The answer should contain all of the data, retyped without any alteration.

*** Data extract Section Begins ***

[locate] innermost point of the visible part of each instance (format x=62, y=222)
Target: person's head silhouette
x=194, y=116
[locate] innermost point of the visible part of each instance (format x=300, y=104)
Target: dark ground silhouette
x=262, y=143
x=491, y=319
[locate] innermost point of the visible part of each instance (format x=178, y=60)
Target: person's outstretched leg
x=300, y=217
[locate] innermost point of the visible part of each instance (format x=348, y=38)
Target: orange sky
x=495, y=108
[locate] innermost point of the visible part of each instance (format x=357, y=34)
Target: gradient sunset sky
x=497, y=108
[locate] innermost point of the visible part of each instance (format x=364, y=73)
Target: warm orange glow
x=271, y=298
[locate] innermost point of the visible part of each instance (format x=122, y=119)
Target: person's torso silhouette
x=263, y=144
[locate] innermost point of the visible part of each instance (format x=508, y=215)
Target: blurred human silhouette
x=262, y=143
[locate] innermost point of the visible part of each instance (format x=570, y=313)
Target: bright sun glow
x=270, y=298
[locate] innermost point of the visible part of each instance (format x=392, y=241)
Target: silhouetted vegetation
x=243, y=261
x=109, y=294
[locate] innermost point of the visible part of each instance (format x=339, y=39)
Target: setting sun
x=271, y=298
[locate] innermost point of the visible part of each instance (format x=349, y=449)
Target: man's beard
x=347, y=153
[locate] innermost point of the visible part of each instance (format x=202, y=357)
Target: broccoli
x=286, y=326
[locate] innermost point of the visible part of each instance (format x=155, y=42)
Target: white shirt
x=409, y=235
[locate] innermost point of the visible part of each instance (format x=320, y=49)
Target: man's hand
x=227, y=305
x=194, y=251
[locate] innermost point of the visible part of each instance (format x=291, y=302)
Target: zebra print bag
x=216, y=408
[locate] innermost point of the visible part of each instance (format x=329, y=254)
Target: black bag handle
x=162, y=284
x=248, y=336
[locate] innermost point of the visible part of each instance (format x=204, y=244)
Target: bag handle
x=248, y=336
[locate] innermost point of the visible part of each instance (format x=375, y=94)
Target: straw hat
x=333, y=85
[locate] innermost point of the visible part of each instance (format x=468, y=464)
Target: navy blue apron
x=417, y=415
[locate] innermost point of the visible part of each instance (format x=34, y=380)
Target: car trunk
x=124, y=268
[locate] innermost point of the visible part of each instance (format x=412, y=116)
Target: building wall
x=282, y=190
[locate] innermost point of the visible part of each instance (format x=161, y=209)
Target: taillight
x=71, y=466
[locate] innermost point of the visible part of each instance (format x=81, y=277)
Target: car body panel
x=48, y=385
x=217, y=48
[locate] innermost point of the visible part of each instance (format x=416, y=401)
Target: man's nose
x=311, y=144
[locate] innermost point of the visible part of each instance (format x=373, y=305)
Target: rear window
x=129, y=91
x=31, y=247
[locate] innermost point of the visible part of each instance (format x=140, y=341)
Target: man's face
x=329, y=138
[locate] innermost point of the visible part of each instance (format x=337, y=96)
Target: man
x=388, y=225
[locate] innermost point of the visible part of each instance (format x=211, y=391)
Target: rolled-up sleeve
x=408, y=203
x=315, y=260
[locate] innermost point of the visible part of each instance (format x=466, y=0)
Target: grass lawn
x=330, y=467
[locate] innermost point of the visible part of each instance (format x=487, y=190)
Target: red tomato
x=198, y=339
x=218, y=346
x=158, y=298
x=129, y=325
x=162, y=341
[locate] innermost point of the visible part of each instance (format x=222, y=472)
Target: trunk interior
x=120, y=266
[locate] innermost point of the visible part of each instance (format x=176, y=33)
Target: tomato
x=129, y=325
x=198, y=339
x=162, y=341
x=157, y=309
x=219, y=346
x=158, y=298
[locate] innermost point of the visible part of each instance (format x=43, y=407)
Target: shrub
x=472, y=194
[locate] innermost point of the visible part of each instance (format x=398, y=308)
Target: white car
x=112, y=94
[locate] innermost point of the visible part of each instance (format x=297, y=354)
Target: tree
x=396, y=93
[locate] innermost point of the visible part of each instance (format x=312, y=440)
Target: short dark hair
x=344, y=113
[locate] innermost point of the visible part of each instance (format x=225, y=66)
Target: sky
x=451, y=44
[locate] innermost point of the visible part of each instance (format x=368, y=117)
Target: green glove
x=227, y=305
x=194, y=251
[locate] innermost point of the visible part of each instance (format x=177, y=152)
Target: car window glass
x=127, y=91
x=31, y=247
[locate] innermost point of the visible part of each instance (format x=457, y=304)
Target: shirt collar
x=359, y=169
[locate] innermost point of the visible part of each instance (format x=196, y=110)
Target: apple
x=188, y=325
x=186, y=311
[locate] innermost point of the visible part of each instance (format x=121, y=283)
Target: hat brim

*** Data extract Section Ends ***

**Exercise response:**
[locate] innermost point of the visible part of each instance (format x=62, y=222)
Target: person's head silhouette
x=194, y=116
[locate] innermost point of the visible part of each instance (format x=300, y=104)
Target: dark ground silhouette
x=262, y=143
x=491, y=319
[locate] innermost point of the visible part of each instance (format x=178, y=60)
Target: person's outstretched leg
x=300, y=217
[locate] innermost point of the visible part of each instance (format x=348, y=38)
Target: orange sky
x=495, y=108
[locate] innermost point of the visible part of each instance (format x=357, y=34)
Target: gradient sunset sky
x=497, y=108
[locate] innermost point of the visible part of each instance (format x=364, y=73)
Target: warm orange glow
x=271, y=298
[locate] innermost point of the visible part of each instance (format x=122, y=119)
Target: person's torso silhouette
x=263, y=144
[locate] innermost point of the visible part of each instance (format x=508, y=215)
Target: blurred human silhouette
x=262, y=143
[locate] innermost point of the visible part of each instance (format x=570, y=313)
Target: bright sun glow
x=270, y=298
[locate] innermost point of the visible part of each instance (format x=392, y=241)
Target: silhouetted vegetation
x=243, y=261
x=109, y=294
[locate] innermost point of the visible part of each instance (format x=339, y=39)
Target: setting sun
x=271, y=298
[locate] innermost point of the visible part of each instance (format x=349, y=449)
Target: man's beard
x=347, y=153
[locate] innermost point of the visible part of each instance (format x=202, y=357)
Target: broccoli
x=286, y=326
[locate] innermost point of the visible part of each instance (format x=155, y=42)
Target: white shirt
x=409, y=235
[locate] innermost point of the visible part of each instance (format x=320, y=49)
Target: man's hand
x=227, y=305
x=194, y=251
[locate] innermost point of the visible part of each instance (format x=291, y=302)
Target: zebra print bag
x=216, y=408
[locate] innermost point of the visible part of each instance (format x=329, y=254)
Target: black bag handle
x=162, y=284
x=248, y=336
[locate] innermost point of the visible part of each instance (format x=204, y=244)
Target: bag handle
x=248, y=336
[locate] innermost point of the visible part of each instance (format x=375, y=94)
Target: straw hat
x=333, y=85
[locate] innermost point of the visible part of each instance (format x=468, y=464)
Target: navy blue apron
x=417, y=415
[locate] innermost point of the visible part of each instance (format x=34, y=380)
Target: car trunk
x=124, y=268
[locate] innermost point of the visible part of each instance (format x=412, y=116)
Target: building wall
x=282, y=190
[locate] innermost point of the visible part of each instance (format x=161, y=209)
Target: taillight
x=71, y=466
[locate] innermost point of the visible part of each instance (format x=81, y=277)
Target: car body panel
x=48, y=385
x=217, y=48
[locate] innermost point of the visible part of each instance (format x=416, y=401)
Target: man's nose
x=311, y=144
[locate] innermost point of the visible part of each instance (format x=373, y=305)
Target: rear window
x=129, y=91
x=31, y=247
[locate] innermost point of the visible part of each instance (format x=140, y=341)
Target: man's face
x=329, y=138
[locate] innermost point of the visible part of each instance (format x=337, y=96)
Target: man
x=388, y=225
[locate] innermost point of the visible part of each instance (format x=211, y=391)
Target: rolled-up sleeve
x=408, y=203
x=315, y=260
[locate] innermost point of the visible part of each instance (format x=466, y=0)
Target: grass lawn
x=330, y=467
[locate] innermost point of the visible part of each instance (format x=487, y=190)
Target: red tomato
x=198, y=339
x=218, y=346
x=158, y=298
x=129, y=325
x=162, y=341
[locate] innermost point of the visible part of each instance (format x=222, y=472)
Target: trunk interior
x=120, y=266
[locate] innermost point of the visible part of each instance (format x=176, y=33)
Target: tomato
x=129, y=325
x=198, y=339
x=162, y=341
x=157, y=309
x=219, y=346
x=158, y=298
[locate] innermost point of the visible part of each instance (format x=43, y=407)
Target: shrub
x=472, y=194
[locate] innermost point of the visible part of each instance (format x=398, y=308)
Target: white car
x=112, y=94
[locate] innermost point of the visible part of each instance (format x=297, y=354)
Target: tree
x=396, y=93
[locate] innermost point of the visible part of each instance (format x=312, y=440)
Target: short dark hair
x=344, y=113
[locate] innermost point of the visible part of each instance (format x=225, y=66)
Target: sky
x=451, y=44
[locate] innermost point of the visible part of each instance (format x=368, y=117)
Target: green glove
x=227, y=305
x=194, y=251
[locate] innermost point of the visible part of each instance (format x=177, y=152)
Target: car window glass
x=127, y=91
x=31, y=247
[locate] innermost point of the visible part of each instance (format x=457, y=304)
Target: shirt collar
x=359, y=169
[locate] innermost point of the visible part of each instance (format x=196, y=110)
Target: apple
x=188, y=325
x=186, y=311
[locate] innermost point of the visible part of each instance (format x=121, y=283)
Target: hat brim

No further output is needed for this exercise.